- **Artículo**:
◆ ◆ ◆ ◆ ◆

Ocho años atrás, parado contra la pared del fondo de una sala desbordada por familiares de víctimas del terrorismo de Estado, escuché de boca del presidente del tribunal, Jaime Díaz Gavier, la sentencia que absolvía al teniente coronel Osvaldo Quiroga por el fusilamiento de mi padre. En medio de la algarabía generalizada por la condena a otros represores –entre ellos los genocidas Jorge Rafael Videla y Luciano Benjamín Menéndez-, sentí que el mundo se desplomaba sobre mi cabeza. Y no pude contener el llanto. Mi madre –con la fortaleza que le permitió educarnos sin padre en el exilio- me arrastró como pudo al baño del tribunal, donde lloré sin consuelo. Eran lágrimas de impotencia, de odio, de bronca. Nunca de resignación. Anoche, el fiscal Carlos Gonella, uno de los funcionarios más probos y valientes de la Justicia federal, me envió por WhatsApp el fallo de la Corte Suprema de Justicia en el que los ministros Ricardo Lorenzetti, Elena Highton de Nolasco y Horacio Rosatti –con el sugestivo voto en disidencia del cordobés Juan Carlos Maqueda- revocan la absolución de los represores Quiroga y Víctor Pino Cano por el asesinato de Miguel Hugo Vaca Narvaja, Gustavo Adolfo De Breuil y Arnaldo Higinio Toranzo.
La sentencia, fechada el diez de abril último, ordena al tribunal competente que dicte “un nuevo pronunciamiento” respecto a la participación de Pino Cano y Quiroga en el triple homicidio cometido con premeditación y alevosía en un contexto de terrorismo de Estado, en momentos en que unos pocos decidían sobre la vida de muchos. Y esto no es una alegoría: para saber a cuál de los hermanos De Breuil asesinarían ese día, los militares –entre los que estaba Quiroga- tiraron una moneda. Cara, muerte; escudo, vida. Ese día la suerte quiso que viviera Eduardo.

◆ ◆ ◆ ◆ ◆

- **Instrucciones**:
A – Extrae del artículo, sin ningún cambio, el pasaje que comienza en “La sentencia, fechada” y termina en “que viviera Eduardo.”.
B – Prolonga el artículo sobre el fallo de la Corte Suprema por el asesinato de Miguel Hugo Vaca Narvaja a partir de su última oración.

Registros de puntos etiquetados
◆ ◆ ◆ ◆ ◆

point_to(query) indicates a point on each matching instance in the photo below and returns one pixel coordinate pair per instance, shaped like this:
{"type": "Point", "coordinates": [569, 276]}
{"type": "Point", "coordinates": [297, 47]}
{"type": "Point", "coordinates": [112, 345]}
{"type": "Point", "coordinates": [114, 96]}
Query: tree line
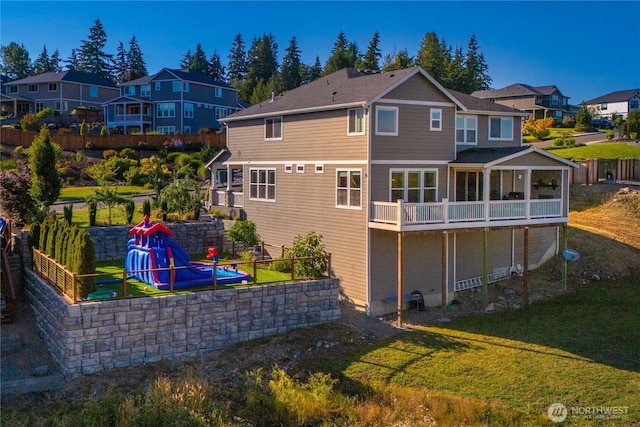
{"type": "Point", "coordinates": [254, 69]}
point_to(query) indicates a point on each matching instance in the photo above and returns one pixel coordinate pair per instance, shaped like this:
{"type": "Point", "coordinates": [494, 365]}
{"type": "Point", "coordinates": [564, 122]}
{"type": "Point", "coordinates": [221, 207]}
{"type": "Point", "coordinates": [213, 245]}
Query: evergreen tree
{"type": "Point", "coordinates": [120, 64]}
{"type": "Point", "coordinates": [46, 182]}
{"type": "Point", "coordinates": [216, 69]}
{"type": "Point", "coordinates": [73, 62]}
{"type": "Point", "coordinates": [475, 68]}
{"type": "Point", "coordinates": [43, 63]}
{"type": "Point", "coordinates": [137, 66]}
{"type": "Point", "coordinates": [92, 57]}
{"type": "Point", "coordinates": [15, 61]}
{"type": "Point", "coordinates": [371, 57]}
{"type": "Point", "coordinates": [237, 65]}
{"type": "Point", "coordinates": [291, 71]}
{"type": "Point", "coordinates": [199, 61]}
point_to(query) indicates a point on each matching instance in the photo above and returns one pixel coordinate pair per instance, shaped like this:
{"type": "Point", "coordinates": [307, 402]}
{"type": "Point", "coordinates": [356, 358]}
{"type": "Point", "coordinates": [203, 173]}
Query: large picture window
{"type": "Point", "coordinates": [414, 186]}
{"type": "Point", "coordinates": [501, 128]}
{"type": "Point", "coordinates": [387, 121]}
{"type": "Point", "coordinates": [263, 184]}
{"type": "Point", "coordinates": [466, 129]}
{"type": "Point", "coordinates": [349, 189]}
{"type": "Point", "coordinates": [356, 121]}
{"type": "Point", "coordinates": [273, 128]}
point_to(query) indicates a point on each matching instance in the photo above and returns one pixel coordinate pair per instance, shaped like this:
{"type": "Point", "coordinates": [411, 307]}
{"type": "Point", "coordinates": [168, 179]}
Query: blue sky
{"type": "Point", "coordinates": [586, 48]}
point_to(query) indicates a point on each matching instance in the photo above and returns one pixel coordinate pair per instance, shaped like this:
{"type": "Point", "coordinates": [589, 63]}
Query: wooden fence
{"type": "Point", "coordinates": [75, 142]}
{"type": "Point", "coordinates": [594, 170]}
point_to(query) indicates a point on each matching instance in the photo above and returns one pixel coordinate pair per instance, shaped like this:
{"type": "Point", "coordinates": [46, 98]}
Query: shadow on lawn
{"type": "Point", "coordinates": [599, 323]}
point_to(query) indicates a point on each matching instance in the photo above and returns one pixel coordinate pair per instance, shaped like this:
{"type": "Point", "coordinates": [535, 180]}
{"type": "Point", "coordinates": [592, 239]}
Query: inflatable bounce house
{"type": "Point", "coordinates": [150, 251]}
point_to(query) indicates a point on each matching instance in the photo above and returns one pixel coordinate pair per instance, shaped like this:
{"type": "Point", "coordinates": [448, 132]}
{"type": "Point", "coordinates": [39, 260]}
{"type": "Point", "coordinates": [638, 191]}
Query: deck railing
{"type": "Point", "coordinates": [401, 213]}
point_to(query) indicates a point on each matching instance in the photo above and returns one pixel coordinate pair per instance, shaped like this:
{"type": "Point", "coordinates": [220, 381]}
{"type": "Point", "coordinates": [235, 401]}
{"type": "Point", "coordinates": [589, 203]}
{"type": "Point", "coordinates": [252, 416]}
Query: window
{"type": "Point", "coordinates": [356, 121]}
{"type": "Point", "coordinates": [263, 184]}
{"type": "Point", "coordinates": [414, 186]}
{"type": "Point", "coordinates": [387, 121]}
{"type": "Point", "coordinates": [348, 189]}
{"type": "Point", "coordinates": [273, 128]}
{"type": "Point", "coordinates": [167, 109]}
{"type": "Point", "coordinates": [188, 110]}
{"type": "Point", "coordinates": [436, 119]}
{"type": "Point", "coordinates": [167, 130]}
{"type": "Point", "coordinates": [221, 112]}
{"type": "Point", "coordinates": [501, 128]}
{"type": "Point", "coordinates": [466, 128]}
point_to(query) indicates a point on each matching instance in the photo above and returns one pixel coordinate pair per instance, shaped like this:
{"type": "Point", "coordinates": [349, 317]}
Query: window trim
{"type": "Point", "coordinates": [501, 137]}
{"type": "Point", "coordinates": [422, 187]}
{"type": "Point", "coordinates": [432, 119]}
{"type": "Point", "coordinates": [273, 119]}
{"type": "Point", "coordinates": [380, 108]}
{"type": "Point", "coordinates": [364, 127]}
{"type": "Point", "coordinates": [465, 129]}
{"type": "Point", "coordinates": [266, 184]}
{"type": "Point", "coordinates": [348, 188]}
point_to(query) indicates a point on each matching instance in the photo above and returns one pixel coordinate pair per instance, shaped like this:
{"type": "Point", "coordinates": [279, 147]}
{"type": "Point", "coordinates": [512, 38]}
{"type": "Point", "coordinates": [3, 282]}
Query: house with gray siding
{"type": "Point", "coordinates": [63, 92]}
{"type": "Point", "coordinates": [412, 186]}
{"type": "Point", "coordinates": [171, 101]}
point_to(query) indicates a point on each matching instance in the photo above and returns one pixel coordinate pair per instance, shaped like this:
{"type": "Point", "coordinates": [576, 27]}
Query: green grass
{"type": "Point", "coordinates": [600, 151]}
{"type": "Point", "coordinates": [80, 193]}
{"type": "Point", "coordinates": [579, 350]}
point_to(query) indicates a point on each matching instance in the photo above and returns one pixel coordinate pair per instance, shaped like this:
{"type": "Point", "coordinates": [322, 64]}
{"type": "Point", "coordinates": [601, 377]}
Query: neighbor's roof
{"type": "Point", "coordinates": [617, 96]}
{"type": "Point", "coordinates": [515, 90]}
{"type": "Point", "coordinates": [66, 76]}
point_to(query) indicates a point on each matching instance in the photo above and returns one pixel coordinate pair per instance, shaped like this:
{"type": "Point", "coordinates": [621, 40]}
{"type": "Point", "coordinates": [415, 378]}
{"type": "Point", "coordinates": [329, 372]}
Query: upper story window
{"type": "Point", "coordinates": [166, 109]}
{"type": "Point", "coordinates": [466, 129]}
{"type": "Point", "coordinates": [501, 128]}
{"type": "Point", "coordinates": [188, 110]}
{"type": "Point", "coordinates": [387, 121]}
{"type": "Point", "coordinates": [356, 121]}
{"type": "Point", "coordinates": [262, 184]}
{"type": "Point", "coordinates": [273, 128]}
{"type": "Point", "coordinates": [414, 186]}
{"type": "Point", "coordinates": [349, 188]}
{"type": "Point", "coordinates": [435, 122]}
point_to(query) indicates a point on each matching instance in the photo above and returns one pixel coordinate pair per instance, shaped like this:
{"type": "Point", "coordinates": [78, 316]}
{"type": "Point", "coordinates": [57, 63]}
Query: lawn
{"type": "Point", "coordinates": [600, 151]}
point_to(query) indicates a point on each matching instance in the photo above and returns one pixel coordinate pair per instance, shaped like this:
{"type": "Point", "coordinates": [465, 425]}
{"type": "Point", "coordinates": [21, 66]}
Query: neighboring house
{"type": "Point", "coordinates": [617, 103]}
{"type": "Point", "coordinates": [540, 101]}
{"type": "Point", "coordinates": [63, 92]}
{"type": "Point", "coordinates": [410, 184]}
{"type": "Point", "coordinates": [171, 101]}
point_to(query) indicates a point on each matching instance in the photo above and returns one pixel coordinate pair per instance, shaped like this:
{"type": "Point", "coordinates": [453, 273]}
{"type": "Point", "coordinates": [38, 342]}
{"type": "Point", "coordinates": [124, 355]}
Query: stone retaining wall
{"type": "Point", "coordinates": [89, 337]}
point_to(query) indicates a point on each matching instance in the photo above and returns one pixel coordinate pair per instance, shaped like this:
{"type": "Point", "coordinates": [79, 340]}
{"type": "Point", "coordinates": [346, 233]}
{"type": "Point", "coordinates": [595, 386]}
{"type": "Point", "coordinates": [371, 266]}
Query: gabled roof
{"type": "Point", "coordinates": [617, 96]}
{"type": "Point", "coordinates": [73, 76]}
{"type": "Point", "coordinates": [516, 90]}
{"type": "Point", "coordinates": [491, 156]}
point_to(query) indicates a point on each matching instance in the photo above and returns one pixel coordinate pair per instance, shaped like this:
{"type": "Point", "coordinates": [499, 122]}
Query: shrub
{"type": "Point", "coordinates": [30, 122]}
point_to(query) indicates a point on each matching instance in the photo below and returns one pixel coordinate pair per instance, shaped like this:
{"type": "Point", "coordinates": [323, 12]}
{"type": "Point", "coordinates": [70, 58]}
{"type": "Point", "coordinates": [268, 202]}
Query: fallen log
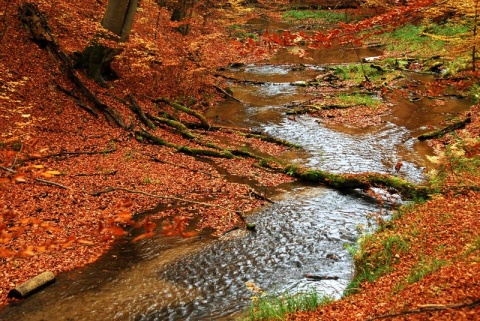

◆ ◆ ◆ ◆ ◆

- **Resultados**:
A –
La sentencia, fechada el diez de abril último, ordena al tribunal competente que dicte “un nuevo pronunciamiento” respecto a la participación de Pino Cano y Quiroga en el triple homicidio cometido con premeditación y alevosía en un contexto de terrorismo de Estado, en momentos en que unos pocos decidían sobre la vida de muchos. Y esto no es una alegoría: para saber a cuál de los hermanos De Breuil asesinarían ese día, los militares –entre los que estaba Quiroga- tiraron una moneda. Cara, muerte; escudo, vida. Ese día la suerte quiso que viviera Eduardo.

B –
“El caso es paradigmático, porque la propia perversión del sistema aplicado, la pretensión ejemplificadora de la barbarie, permitieron su esclarecimiento”, escribió Horacio Verbitsky hace treinta y un años, cuando trabajaba en el semanario El Periodista. Por esos días, la joven democracia recuperada acusaba el impacto de una decisión judicial que golpeaba el corazón del poder militar: el principal colaborador de Héctor Ríos Ereñú, jefe del Ejército del presidente Raúl Alfonsín, era detenido por orden de la Cámara Federal de Córdoba, acusado de participar en el asesinato de Vaca Narvaja, Toranzo y De Breuil. A los tres les habían disparado a quemarropa en inmediaciones de la zona del Chateau Carreras –donde luego la dictadura construiría el estadio mundialista Mario Alberto Kempes-, aunque el Tercer Cuerpo de Ejército informara en un parte de prensa –que los diarios cordobeses reprodujeron sin chistar- que los “subversivos” habían sido “abatidos en un enfrentamiento”. Enfrentamiento en el que, como ocurría con inusitada frecuencia, los militares no habían tenido que lamentar ninguna baja.
Entre marzo y octubre de 1976, los militares asesinaron en distintos “traslados” a 31 presos políticos de la UP1. Pero el fusilamiento de Vaca Narvaja, Toranzo y De Breuil fue diferente. En ese agosto macabro, la sublimación del terror y la amplificación de la barbarie dejaron dos impensados cabos sueltos: un testigo presencial y un documento firmado por el jefe del operativo. Una década después, esas pruebas serían determinantes para reconstruir los trazos del plan criminal.
Eduardo De Breuil viajó maniatado y con los ojos vendados en uno de los vehículos que trasladaron a los detenidos hacia una muerte anunciada. Escuchó las órdenes de fuego, los estampidos y un agonizante sonido gutural de alguien que intentó un último grito a través de la mordaza. Cuando le quitaron la venda, le hicieron ver el cadáver de su hermano, el de Toranzo y el de Vaca Narvaja.
-¿Sabés por qué los matamos?-, le preguntó el oficial al mando.
- No
- Porque ustedes mataron a un cabo.
- Yo no estoy de acuerdo con que se mate a nadie.
- Ya es tarde. Ahora al volver a la cárcel, le contás a los otros todo lo que viste.
- ¿Al personal penitenciario también?
- Sí. A todos. Que sepan que si siguen matando militares, a todos les va a pasar lo mismo. Y vos sos el primero de la lista. Hoy te salvaste raspando.
Los fusilamientos siguieron, pero milagrosamente el “primero de la lista” zafó. O se olvidaron de él, o minimizaron lo que había presenciado. Se sentían impunes. Una vez recuperada la democracia, Eduardo De Breuil se convirtió en testigo clave: fue el único protagonista de un “traslado” que sobrevivió para contarlo. Dio su valiente testimonio primero ante la CONADEP y luego ante la Justicia.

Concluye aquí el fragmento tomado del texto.